Assigned task
Your copy should match the records exactly, apart from the pictures, which stay out.

[Stored data entries]
>>>

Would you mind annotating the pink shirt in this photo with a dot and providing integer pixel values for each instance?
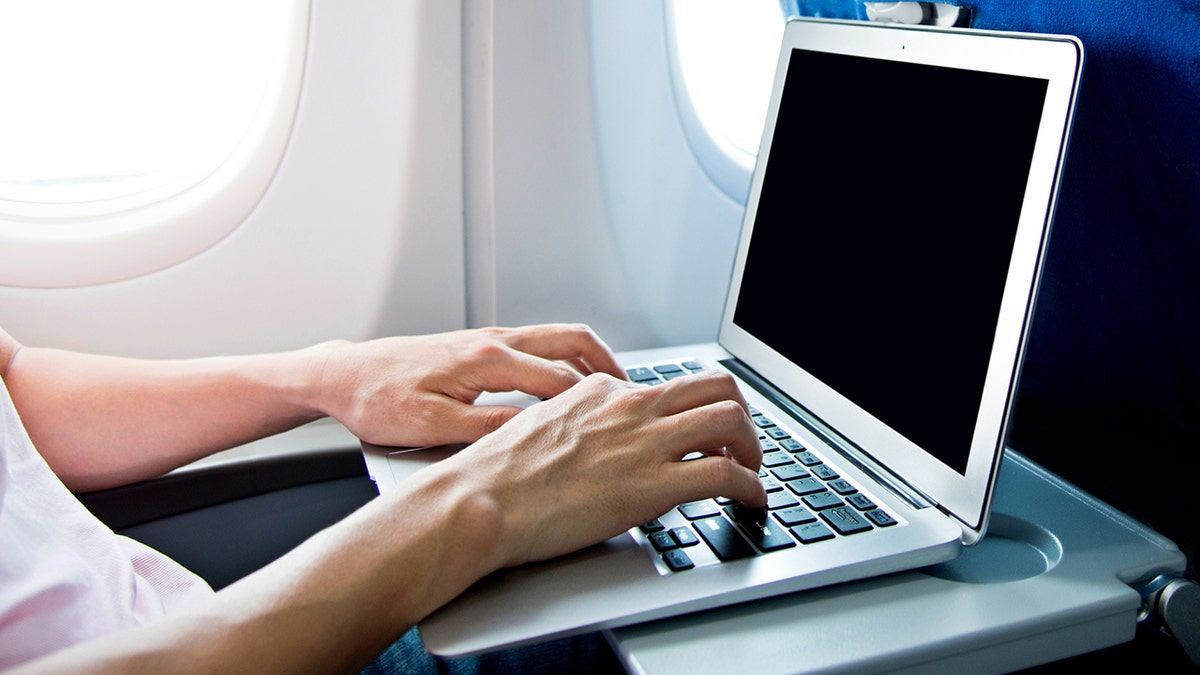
(64, 575)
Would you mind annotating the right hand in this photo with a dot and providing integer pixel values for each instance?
(606, 455)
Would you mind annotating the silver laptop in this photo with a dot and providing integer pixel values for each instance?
(876, 317)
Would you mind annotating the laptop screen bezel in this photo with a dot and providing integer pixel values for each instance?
(1056, 59)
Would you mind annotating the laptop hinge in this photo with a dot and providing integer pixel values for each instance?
(845, 447)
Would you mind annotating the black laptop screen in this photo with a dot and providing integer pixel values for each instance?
(883, 233)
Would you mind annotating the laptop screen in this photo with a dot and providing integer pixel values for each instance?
(885, 231)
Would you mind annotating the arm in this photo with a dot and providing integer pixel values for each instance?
(527, 491)
(105, 420)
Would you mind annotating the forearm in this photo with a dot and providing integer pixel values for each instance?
(331, 604)
(106, 420)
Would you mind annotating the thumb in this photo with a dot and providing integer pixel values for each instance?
(475, 422)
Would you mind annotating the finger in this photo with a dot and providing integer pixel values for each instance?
(718, 476)
(568, 342)
(467, 423)
(721, 424)
(696, 390)
(519, 371)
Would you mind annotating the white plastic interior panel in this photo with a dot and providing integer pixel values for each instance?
(359, 233)
(601, 210)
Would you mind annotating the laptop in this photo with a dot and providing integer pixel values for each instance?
(875, 320)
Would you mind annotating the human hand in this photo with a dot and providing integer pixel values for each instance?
(606, 455)
(419, 390)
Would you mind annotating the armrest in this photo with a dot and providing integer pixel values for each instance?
(185, 491)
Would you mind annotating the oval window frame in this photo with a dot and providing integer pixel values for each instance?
(109, 240)
(726, 165)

<<<

Solution for this exercise
Would you mind annotating the pink shirt in this photo with a dot and providing integer pixel values for each instance?
(64, 575)
Would you mind annotating the right hand in this photo with a dot and providing integer pixel values for each instance?
(606, 455)
Would you mind annotating the silver laptop in this photo with a dot and providing integer pixel values for each instance?
(876, 317)
Would you mind annotating the laptop screen bezel in this photo with a dot and providing integer pixel values for each instance?
(1056, 59)
Would you mind annotating the laptop hinge in this photo with a dot and providing integer pixel values for each instance?
(845, 447)
Would you mind annotating the black laptop screen in this photo with a dot and providing integer pixel values for each instance?
(883, 233)
Would you mind annotating the laptop screen in this photo with a dot and providing integer pixel values for each instance?
(885, 231)
Would you mind annotating the arm in this photo with a dot and providing integer pixel values for each instance?
(527, 491)
(105, 420)
Would you mind annotating the forearm in this photo with a dot and providing integer pixel values for each instance?
(331, 604)
(106, 420)
Would you mind annotating the thumb in this photo with a dot and providing integer pixel values for each instance?
(475, 422)
Would you mind annotating the finger in this photo with a dot and providing integer pixel values for each instance?
(718, 476)
(568, 342)
(467, 423)
(721, 424)
(696, 390)
(519, 371)
Would you mind annotating the white plastic interior panel in this photo with a dot and providing integer pixel values for each instance?
(359, 233)
(601, 210)
Would you mind annotating the laptop in this photo with a dot and providing integer pixel values for each instance?
(875, 320)
Would you mind annotating the human hand in this photo with a dot and providing integer pixel values for each instance?
(606, 455)
(419, 390)
Would you mind annotating the armrest in this photo with a dot and providing integer pixel values for each instance?
(185, 491)
Would you mind annotating the oval window frame in this photo with a dot and providing integer pixel values for each instance?
(109, 240)
(726, 165)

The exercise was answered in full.